▶ TASK DESCRIPTION: Quote, word for word, every line starting at the line that contains "Q: Locate the pearl" and ending with the last line of the records; include both of these lines and no others.

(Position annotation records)
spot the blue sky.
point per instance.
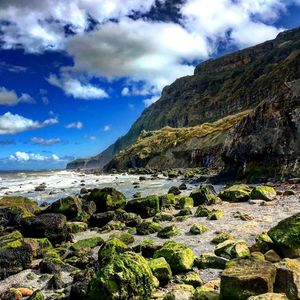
(75, 76)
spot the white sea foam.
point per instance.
(63, 183)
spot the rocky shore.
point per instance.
(240, 243)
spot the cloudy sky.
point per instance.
(74, 75)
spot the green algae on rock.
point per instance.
(286, 237)
(161, 270)
(126, 276)
(236, 193)
(178, 255)
(246, 278)
(264, 193)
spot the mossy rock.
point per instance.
(37, 295)
(75, 227)
(204, 195)
(168, 200)
(147, 248)
(127, 276)
(26, 206)
(206, 293)
(222, 237)
(216, 214)
(184, 212)
(286, 237)
(185, 202)
(88, 243)
(232, 249)
(11, 241)
(178, 255)
(198, 229)
(125, 237)
(111, 248)
(180, 291)
(70, 206)
(210, 261)
(288, 278)
(148, 227)
(264, 193)
(191, 278)
(113, 225)
(269, 296)
(168, 232)
(163, 216)
(161, 270)
(145, 207)
(246, 278)
(202, 211)
(107, 199)
(236, 193)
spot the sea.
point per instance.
(63, 183)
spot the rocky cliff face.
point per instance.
(219, 87)
(187, 147)
(267, 142)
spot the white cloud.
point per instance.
(77, 125)
(107, 127)
(11, 124)
(92, 138)
(20, 156)
(45, 142)
(150, 101)
(73, 87)
(10, 98)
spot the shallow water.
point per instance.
(64, 183)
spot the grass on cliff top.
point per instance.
(160, 140)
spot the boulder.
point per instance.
(288, 278)
(204, 195)
(168, 232)
(127, 276)
(285, 236)
(51, 226)
(206, 293)
(145, 207)
(198, 229)
(70, 206)
(269, 296)
(75, 227)
(216, 214)
(161, 270)
(148, 227)
(202, 211)
(180, 292)
(185, 202)
(168, 200)
(111, 248)
(107, 199)
(178, 255)
(14, 260)
(88, 243)
(236, 193)
(210, 261)
(162, 216)
(191, 278)
(174, 190)
(147, 248)
(232, 249)
(266, 193)
(245, 278)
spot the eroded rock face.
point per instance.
(267, 142)
(246, 278)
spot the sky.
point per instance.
(75, 75)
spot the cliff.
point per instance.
(218, 88)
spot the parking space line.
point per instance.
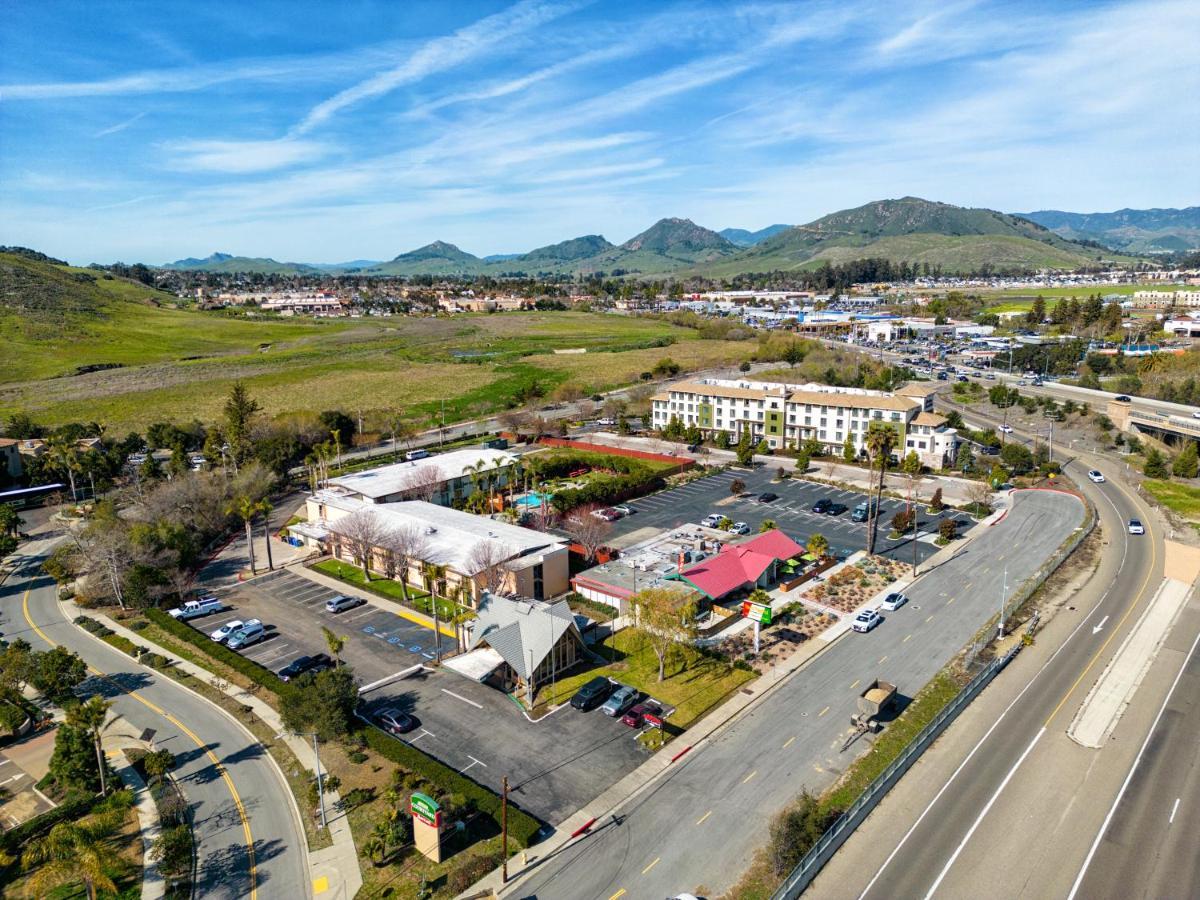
(459, 696)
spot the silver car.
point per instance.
(619, 701)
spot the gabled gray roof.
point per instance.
(521, 629)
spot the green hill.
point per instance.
(912, 229)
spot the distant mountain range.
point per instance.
(954, 239)
(1131, 231)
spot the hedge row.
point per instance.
(522, 827)
(219, 652)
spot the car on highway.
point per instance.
(222, 634)
(646, 713)
(865, 621)
(395, 721)
(621, 700)
(592, 694)
(341, 603)
(300, 665)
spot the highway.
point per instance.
(1014, 798)
(697, 828)
(250, 843)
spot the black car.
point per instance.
(592, 694)
(301, 665)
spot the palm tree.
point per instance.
(246, 508)
(881, 437)
(336, 643)
(90, 717)
(73, 852)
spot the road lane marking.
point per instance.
(459, 696)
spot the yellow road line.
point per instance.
(201, 744)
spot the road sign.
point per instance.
(756, 612)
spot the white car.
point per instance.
(222, 634)
(865, 621)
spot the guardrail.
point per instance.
(832, 840)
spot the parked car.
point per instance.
(621, 700)
(865, 621)
(249, 634)
(222, 634)
(195, 609)
(646, 713)
(592, 694)
(341, 603)
(300, 665)
(394, 721)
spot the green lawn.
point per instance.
(694, 683)
(1183, 499)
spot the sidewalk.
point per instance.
(335, 869)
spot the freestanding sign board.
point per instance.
(426, 826)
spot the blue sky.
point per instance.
(327, 132)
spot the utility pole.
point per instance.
(504, 831)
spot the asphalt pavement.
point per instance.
(249, 840)
(696, 828)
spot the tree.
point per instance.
(664, 617)
(1187, 465)
(1156, 465)
(239, 414)
(817, 545)
(89, 717)
(363, 533)
(75, 852)
(336, 643)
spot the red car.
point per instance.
(647, 713)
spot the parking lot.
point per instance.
(555, 766)
(792, 513)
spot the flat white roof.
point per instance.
(387, 480)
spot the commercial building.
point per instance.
(442, 479)
(453, 553)
(789, 414)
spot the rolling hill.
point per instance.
(916, 231)
(1131, 231)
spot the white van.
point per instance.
(195, 609)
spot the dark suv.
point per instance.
(592, 694)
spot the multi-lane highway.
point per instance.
(250, 843)
(696, 828)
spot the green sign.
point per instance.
(426, 809)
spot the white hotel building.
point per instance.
(787, 414)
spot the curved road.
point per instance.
(249, 840)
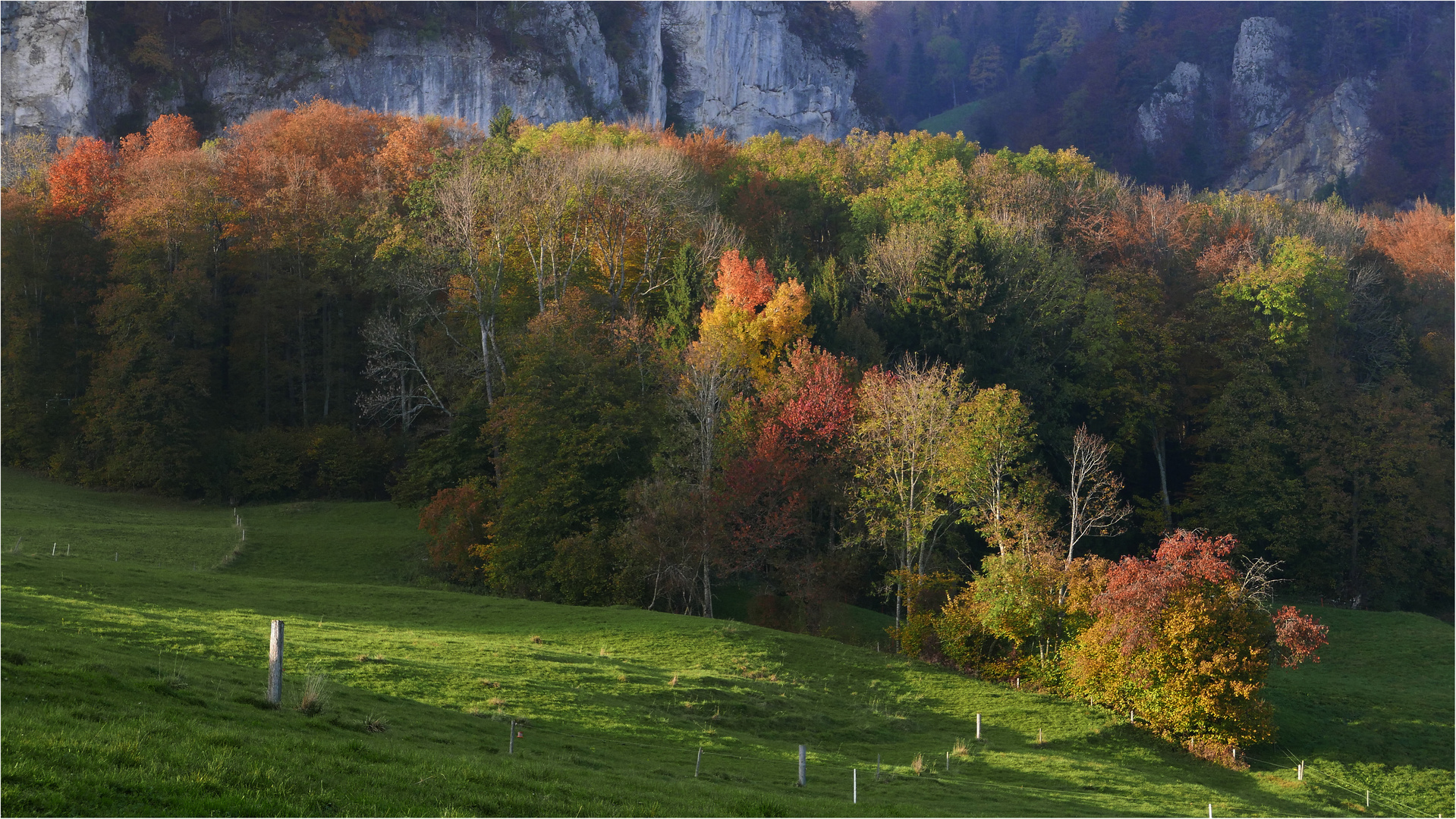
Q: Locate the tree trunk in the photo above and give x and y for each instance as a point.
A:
(708, 591)
(1161, 453)
(1354, 537)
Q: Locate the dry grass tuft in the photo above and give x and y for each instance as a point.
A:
(315, 694)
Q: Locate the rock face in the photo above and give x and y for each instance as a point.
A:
(1172, 101)
(1261, 76)
(736, 67)
(44, 69)
(743, 71)
(1289, 152)
(1312, 150)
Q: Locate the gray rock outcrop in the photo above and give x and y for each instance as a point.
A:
(738, 69)
(1313, 149)
(1261, 76)
(1172, 101)
(744, 73)
(44, 69)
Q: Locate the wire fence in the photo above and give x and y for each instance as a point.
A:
(898, 771)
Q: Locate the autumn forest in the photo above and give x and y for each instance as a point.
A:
(1017, 402)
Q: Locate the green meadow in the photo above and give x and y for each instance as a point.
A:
(134, 668)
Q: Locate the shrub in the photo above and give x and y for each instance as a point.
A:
(1186, 641)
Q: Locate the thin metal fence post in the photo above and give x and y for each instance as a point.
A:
(275, 664)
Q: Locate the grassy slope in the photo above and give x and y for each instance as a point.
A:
(951, 120)
(139, 695)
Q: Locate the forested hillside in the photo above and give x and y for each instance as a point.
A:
(621, 366)
(1091, 74)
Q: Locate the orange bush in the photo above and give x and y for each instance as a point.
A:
(1421, 242)
(83, 177)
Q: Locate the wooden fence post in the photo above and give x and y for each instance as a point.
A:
(275, 664)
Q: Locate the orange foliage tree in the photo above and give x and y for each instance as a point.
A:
(1186, 641)
(1421, 242)
(83, 177)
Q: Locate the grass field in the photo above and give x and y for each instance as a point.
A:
(131, 686)
(951, 120)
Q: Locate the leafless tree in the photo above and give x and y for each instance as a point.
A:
(903, 441)
(895, 259)
(478, 215)
(712, 367)
(641, 199)
(396, 364)
(552, 221)
(1094, 491)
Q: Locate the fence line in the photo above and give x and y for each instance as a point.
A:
(790, 757)
(1337, 783)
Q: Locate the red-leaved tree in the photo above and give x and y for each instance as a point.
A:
(781, 499)
(458, 524)
(83, 177)
(1184, 642)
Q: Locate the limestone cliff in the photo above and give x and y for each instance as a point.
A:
(44, 67)
(1172, 101)
(1283, 149)
(1315, 149)
(734, 66)
(1261, 76)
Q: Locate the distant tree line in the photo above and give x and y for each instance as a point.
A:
(613, 364)
(1075, 73)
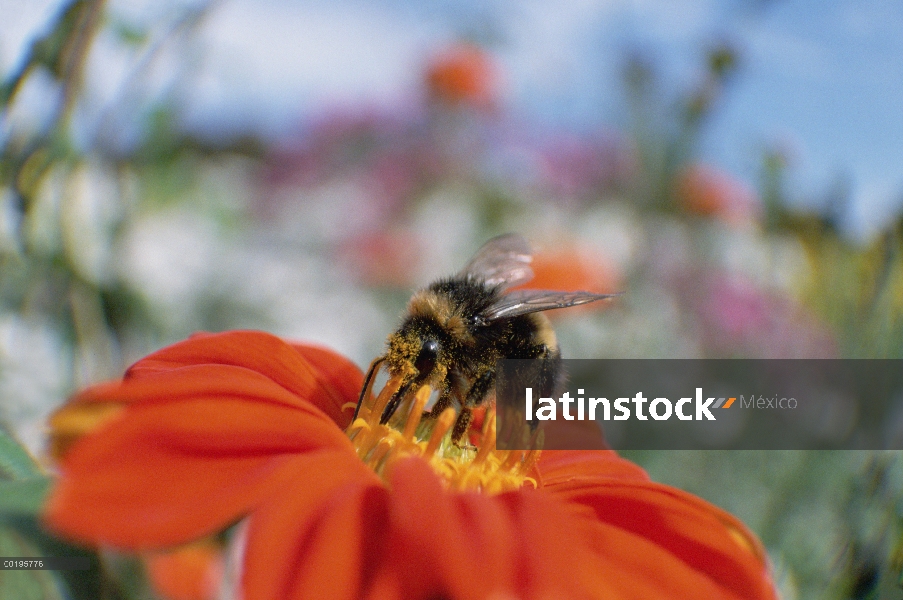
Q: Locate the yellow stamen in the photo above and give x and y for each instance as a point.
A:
(484, 469)
(443, 425)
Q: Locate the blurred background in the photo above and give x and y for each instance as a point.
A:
(300, 166)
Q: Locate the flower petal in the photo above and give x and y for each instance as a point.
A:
(698, 545)
(556, 467)
(186, 464)
(192, 572)
(319, 537)
(317, 375)
(341, 379)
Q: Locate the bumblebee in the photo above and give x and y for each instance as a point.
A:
(458, 328)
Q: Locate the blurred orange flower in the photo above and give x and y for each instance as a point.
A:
(191, 572)
(572, 267)
(708, 191)
(463, 74)
(244, 425)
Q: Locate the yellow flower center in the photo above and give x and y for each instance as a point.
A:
(482, 468)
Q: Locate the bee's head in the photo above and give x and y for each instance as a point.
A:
(416, 350)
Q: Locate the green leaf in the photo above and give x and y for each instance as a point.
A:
(25, 585)
(15, 461)
(23, 496)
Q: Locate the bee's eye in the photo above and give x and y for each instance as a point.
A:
(426, 359)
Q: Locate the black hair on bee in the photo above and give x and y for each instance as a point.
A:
(457, 329)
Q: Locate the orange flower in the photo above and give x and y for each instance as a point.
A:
(243, 425)
(705, 190)
(463, 74)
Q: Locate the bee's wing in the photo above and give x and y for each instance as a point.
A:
(522, 302)
(503, 261)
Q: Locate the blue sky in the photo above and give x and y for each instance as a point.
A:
(823, 80)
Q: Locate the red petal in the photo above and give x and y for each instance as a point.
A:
(316, 375)
(449, 545)
(689, 543)
(559, 466)
(320, 537)
(341, 379)
(187, 462)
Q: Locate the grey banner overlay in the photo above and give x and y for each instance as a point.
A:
(45, 563)
(778, 404)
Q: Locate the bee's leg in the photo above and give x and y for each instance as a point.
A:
(549, 377)
(450, 391)
(478, 391)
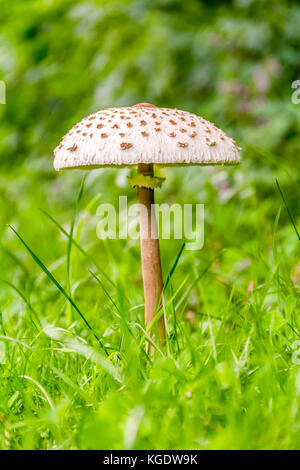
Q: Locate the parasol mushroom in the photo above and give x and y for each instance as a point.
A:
(143, 136)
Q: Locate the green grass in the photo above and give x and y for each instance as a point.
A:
(73, 365)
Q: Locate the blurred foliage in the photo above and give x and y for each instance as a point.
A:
(229, 61)
(231, 382)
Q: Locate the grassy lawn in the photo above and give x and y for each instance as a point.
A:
(74, 371)
(228, 377)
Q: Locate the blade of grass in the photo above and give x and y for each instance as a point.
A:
(24, 300)
(58, 285)
(69, 248)
(171, 272)
(287, 208)
(78, 246)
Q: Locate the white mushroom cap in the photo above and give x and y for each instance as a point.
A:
(121, 137)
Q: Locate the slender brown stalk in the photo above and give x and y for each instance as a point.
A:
(150, 254)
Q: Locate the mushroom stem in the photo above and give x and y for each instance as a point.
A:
(150, 254)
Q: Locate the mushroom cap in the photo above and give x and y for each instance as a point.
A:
(126, 136)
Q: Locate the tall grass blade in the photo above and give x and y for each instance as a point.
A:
(287, 208)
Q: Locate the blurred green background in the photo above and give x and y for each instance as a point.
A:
(231, 62)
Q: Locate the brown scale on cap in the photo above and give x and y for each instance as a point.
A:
(157, 126)
(143, 105)
(73, 148)
(125, 145)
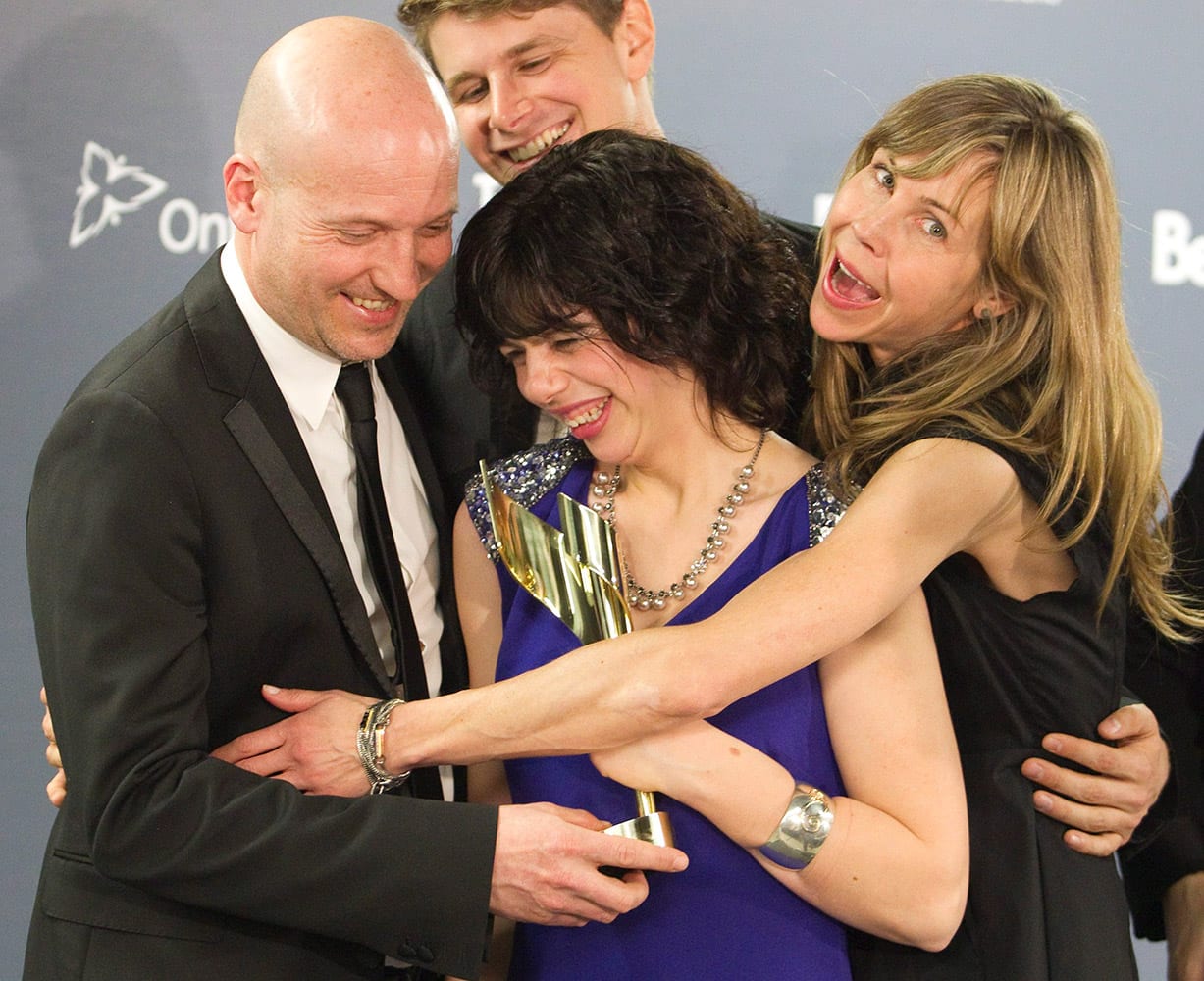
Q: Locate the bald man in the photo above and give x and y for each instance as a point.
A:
(192, 531)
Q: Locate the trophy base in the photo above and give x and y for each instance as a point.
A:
(647, 827)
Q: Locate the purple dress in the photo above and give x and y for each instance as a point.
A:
(725, 916)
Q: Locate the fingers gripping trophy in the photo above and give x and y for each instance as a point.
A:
(577, 573)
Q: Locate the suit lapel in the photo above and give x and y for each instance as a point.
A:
(455, 671)
(263, 426)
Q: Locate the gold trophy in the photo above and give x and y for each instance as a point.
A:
(577, 574)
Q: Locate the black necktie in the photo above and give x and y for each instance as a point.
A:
(354, 390)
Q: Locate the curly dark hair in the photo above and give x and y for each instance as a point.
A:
(674, 263)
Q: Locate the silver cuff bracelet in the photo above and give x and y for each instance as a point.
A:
(370, 746)
(804, 828)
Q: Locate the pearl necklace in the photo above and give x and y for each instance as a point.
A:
(605, 486)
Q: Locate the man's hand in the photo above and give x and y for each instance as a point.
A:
(314, 749)
(546, 867)
(57, 790)
(1182, 908)
(1103, 807)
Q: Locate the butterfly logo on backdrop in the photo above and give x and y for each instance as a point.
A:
(109, 189)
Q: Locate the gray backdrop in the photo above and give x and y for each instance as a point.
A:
(116, 118)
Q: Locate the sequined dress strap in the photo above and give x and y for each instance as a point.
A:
(525, 477)
(823, 507)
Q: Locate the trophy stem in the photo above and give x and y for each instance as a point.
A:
(646, 804)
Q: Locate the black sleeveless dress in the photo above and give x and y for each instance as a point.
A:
(1038, 911)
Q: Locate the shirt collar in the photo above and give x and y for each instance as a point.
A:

▶ SOLUTION:
Q: Locate the pearl necklace in the photo above and give x and y for each instance as a point.
A:
(605, 486)
Q: Locate the man's hand in the photo above and give x and y for each instance as a point.
A:
(314, 749)
(546, 867)
(57, 790)
(1182, 908)
(1103, 807)
Q: Locate the butterfly logo on backdrop in the photo above and give x and y for each instance as a point.
A:
(109, 189)
Q: Locate the gray backdrop in the photo above and give x and y for each instance as a point.
A:
(116, 118)
Q: Locate the sequined dress strap in the photo above and give x and y for each instance as a point.
A:
(525, 477)
(823, 507)
Q: Locate the trophy stem in the photo above and give x and y for each instance as a point.
A:
(646, 804)
Q: Locate the black sleeveless dress in the photo above and give x and y for each instance as a point.
A:
(1038, 911)
Q: Locate the shirt collar in the photo above and give x and y for each instance as a point.
A:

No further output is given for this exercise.